• RECORDS PROVIDED:
## begin

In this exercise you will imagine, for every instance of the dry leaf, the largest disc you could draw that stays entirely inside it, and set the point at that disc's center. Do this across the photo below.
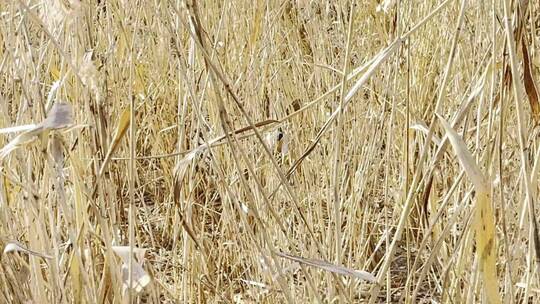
(139, 276)
(484, 216)
(364, 275)
(119, 132)
(17, 247)
(59, 117)
(530, 85)
(465, 158)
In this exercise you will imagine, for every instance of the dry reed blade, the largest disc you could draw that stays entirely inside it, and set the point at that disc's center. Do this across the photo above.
(484, 222)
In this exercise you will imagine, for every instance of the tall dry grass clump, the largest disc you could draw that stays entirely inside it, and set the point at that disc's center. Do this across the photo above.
(269, 151)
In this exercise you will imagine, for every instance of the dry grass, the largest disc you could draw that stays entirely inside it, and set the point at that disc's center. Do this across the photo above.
(269, 151)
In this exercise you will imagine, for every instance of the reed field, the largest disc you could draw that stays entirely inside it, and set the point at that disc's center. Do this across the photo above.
(269, 151)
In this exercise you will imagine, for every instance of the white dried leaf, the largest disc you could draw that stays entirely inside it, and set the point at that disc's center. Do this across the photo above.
(17, 247)
(364, 275)
(60, 116)
(140, 278)
(17, 129)
(386, 6)
(465, 158)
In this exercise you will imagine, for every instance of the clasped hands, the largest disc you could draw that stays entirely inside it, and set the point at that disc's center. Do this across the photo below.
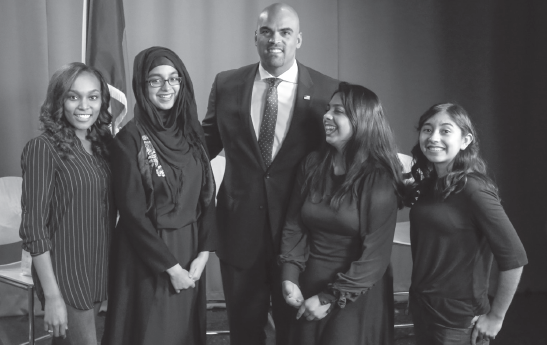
(487, 326)
(182, 279)
(310, 308)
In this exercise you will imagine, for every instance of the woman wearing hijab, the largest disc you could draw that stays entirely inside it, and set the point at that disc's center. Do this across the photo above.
(164, 191)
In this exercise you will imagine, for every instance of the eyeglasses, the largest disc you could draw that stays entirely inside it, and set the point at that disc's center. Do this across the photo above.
(158, 82)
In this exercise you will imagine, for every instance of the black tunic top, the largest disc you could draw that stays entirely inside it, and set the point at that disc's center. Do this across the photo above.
(453, 244)
(68, 210)
(145, 244)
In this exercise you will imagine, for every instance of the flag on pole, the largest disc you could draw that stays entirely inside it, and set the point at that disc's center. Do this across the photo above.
(106, 50)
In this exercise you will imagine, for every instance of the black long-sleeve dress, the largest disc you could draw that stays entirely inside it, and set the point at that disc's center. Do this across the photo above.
(143, 306)
(343, 257)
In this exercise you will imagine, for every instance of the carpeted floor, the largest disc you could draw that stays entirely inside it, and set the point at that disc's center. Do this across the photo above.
(525, 324)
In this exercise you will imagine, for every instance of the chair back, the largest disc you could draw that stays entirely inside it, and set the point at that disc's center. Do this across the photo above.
(10, 219)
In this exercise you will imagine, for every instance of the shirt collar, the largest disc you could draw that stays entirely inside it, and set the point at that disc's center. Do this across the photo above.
(291, 75)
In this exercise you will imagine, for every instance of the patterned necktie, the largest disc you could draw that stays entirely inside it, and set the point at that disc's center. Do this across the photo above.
(267, 128)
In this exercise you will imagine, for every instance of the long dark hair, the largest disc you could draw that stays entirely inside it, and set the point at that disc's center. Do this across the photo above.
(467, 162)
(371, 144)
(57, 127)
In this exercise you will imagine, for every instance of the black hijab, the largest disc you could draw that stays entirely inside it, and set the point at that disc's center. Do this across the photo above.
(179, 130)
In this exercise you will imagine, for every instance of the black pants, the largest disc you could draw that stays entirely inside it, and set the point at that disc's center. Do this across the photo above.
(248, 292)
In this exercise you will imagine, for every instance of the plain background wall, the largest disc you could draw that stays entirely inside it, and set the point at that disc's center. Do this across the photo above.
(490, 56)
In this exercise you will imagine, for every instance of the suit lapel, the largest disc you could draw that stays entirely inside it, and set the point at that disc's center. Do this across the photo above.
(304, 96)
(245, 91)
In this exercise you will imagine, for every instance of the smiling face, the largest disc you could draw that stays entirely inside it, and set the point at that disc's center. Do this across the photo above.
(82, 104)
(337, 125)
(163, 97)
(277, 38)
(441, 139)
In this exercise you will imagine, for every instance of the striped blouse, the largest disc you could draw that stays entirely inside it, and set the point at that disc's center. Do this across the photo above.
(68, 210)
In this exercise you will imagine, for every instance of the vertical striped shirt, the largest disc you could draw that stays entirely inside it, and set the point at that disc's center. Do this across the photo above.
(68, 210)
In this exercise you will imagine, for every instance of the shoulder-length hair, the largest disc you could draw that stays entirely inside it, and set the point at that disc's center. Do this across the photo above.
(56, 126)
(467, 162)
(370, 146)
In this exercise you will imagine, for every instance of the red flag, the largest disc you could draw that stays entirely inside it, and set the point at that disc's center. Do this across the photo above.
(105, 51)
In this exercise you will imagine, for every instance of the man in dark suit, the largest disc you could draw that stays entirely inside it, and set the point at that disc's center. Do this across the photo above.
(267, 117)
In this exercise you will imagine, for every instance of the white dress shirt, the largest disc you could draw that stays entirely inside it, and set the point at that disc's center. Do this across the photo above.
(286, 94)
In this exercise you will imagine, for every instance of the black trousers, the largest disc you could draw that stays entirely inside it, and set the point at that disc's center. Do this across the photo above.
(248, 293)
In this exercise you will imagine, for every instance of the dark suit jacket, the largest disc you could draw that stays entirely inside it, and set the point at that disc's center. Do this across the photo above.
(250, 194)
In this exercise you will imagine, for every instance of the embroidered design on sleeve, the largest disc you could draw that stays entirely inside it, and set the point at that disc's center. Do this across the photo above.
(152, 157)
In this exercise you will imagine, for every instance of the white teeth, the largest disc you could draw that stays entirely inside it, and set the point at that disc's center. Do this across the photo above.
(329, 129)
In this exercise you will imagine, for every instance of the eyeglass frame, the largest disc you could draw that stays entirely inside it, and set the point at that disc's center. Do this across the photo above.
(149, 82)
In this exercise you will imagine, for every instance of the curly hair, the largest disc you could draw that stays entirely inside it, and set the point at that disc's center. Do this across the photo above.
(466, 163)
(56, 126)
(371, 143)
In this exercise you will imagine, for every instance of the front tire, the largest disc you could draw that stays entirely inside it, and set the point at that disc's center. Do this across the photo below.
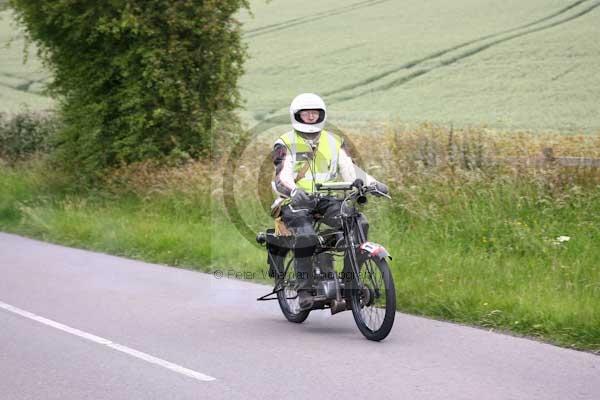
(374, 303)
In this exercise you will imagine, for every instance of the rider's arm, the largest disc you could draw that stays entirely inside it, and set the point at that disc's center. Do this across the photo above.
(350, 171)
(284, 170)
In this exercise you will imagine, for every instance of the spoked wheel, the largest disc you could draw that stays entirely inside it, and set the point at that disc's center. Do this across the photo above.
(374, 303)
(288, 297)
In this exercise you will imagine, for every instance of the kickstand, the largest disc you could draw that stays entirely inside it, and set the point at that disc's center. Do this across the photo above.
(273, 293)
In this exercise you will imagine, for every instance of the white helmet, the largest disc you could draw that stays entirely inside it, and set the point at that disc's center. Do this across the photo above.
(308, 101)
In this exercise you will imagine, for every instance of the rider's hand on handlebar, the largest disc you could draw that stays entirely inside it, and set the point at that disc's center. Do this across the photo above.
(380, 187)
(301, 200)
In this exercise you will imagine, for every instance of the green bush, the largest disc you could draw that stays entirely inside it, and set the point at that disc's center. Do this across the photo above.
(26, 134)
(137, 79)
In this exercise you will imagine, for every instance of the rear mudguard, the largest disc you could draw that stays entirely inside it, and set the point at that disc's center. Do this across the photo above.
(374, 250)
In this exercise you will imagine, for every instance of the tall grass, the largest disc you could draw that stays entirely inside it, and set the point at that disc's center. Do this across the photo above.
(477, 226)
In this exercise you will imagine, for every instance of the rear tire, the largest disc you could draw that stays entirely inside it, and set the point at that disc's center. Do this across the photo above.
(374, 305)
(288, 296)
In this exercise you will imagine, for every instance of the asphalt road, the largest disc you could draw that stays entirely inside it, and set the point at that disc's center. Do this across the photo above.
(145, 316)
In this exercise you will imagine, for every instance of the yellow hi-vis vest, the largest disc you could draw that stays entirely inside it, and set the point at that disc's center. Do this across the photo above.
(323, 161)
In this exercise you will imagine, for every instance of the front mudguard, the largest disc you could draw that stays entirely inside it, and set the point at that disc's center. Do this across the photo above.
(373, 250)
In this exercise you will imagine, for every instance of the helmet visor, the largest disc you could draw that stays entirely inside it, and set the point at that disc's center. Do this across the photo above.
(310, 116)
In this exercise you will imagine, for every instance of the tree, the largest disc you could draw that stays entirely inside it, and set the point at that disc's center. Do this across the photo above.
(137, 79)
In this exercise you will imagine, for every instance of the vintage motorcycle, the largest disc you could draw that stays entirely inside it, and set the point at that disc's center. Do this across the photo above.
(364, 285)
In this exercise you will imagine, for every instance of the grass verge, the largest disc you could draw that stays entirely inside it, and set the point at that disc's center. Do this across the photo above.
(475, 243)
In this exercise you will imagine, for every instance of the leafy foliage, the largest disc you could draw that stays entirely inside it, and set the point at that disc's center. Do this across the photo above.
(26, 134)
(137, 79)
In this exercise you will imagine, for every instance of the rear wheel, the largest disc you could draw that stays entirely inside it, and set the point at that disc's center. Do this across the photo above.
(288, 296)
(374, 302)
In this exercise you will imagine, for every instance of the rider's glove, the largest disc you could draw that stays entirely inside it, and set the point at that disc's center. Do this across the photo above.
(300, 199)
(380, 187)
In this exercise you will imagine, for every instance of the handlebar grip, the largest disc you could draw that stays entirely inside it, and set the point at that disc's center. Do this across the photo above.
(358, 183)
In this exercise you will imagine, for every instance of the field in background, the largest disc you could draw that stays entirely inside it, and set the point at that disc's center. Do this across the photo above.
(475, 239)
(21, 85)
(508, 65)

## end

• OBJECTIVE: Quote exactly and only the lines from the one holding "rider's glove, the" through the end of the data.

• TASK ANSWER:
In this exercise you will imagine, for every instance of the rider's glove, the largest disc you could draw that stays entirely inside it, and set the point at that disc's center. Do this across the photo above.
(300, 199)
(380, 187)
In this exercise you will imagine, for every instance of the handlebar grip, the largest disc you could draw that stays entirely inside it, and set the point at that disc's center. Do this across the photo above.
(358, 183)
In this exercise you will imagine, for every instance of the field in background, the largest disc you could draw that stays entirely inside it, and set the point at that disc's center. Do this across the photo above.
(475, 239)
(21, 85)
(508, 65)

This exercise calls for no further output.